→ What the task requires
How many lines in the stored records below contain the word "each"? Count them and reply with the number alone.

→ Stored records
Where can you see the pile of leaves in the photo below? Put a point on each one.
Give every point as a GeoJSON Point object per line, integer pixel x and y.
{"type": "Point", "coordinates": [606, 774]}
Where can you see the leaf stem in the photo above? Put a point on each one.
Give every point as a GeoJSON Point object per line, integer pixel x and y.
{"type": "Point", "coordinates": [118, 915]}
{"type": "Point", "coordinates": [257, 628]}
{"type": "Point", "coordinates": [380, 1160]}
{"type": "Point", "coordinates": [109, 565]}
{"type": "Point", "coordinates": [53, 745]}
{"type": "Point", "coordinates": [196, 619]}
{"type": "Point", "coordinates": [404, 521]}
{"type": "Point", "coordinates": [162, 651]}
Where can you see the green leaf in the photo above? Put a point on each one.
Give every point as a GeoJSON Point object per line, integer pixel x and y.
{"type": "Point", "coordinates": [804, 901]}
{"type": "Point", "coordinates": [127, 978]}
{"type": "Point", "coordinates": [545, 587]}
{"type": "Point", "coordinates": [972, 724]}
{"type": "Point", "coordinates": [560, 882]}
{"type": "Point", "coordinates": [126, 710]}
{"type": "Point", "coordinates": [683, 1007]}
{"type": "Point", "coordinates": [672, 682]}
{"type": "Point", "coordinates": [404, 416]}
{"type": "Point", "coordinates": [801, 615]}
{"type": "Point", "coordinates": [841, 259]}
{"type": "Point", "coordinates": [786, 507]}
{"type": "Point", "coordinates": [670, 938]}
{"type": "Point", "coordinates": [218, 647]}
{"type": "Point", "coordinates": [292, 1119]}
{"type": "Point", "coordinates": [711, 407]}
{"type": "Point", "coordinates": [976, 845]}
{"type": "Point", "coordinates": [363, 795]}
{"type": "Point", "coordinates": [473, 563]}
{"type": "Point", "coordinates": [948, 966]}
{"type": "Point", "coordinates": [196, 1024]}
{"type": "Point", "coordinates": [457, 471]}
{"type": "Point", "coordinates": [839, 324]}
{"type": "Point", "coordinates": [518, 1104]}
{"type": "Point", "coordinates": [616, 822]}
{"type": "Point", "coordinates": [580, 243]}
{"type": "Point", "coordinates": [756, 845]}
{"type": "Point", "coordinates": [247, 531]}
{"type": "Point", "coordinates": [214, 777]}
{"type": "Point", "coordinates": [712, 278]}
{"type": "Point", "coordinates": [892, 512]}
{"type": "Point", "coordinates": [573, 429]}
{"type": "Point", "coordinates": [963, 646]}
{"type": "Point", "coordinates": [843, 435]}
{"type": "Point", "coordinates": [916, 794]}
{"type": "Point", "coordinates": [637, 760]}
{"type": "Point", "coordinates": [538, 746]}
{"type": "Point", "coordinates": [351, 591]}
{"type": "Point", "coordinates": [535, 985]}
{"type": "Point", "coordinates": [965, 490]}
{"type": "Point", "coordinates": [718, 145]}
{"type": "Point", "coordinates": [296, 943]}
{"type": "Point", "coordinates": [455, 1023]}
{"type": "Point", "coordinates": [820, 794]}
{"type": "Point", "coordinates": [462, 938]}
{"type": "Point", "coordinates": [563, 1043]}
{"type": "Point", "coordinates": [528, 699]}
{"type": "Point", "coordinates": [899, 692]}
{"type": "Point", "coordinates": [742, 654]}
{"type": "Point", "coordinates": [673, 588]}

→ Exercise solution
3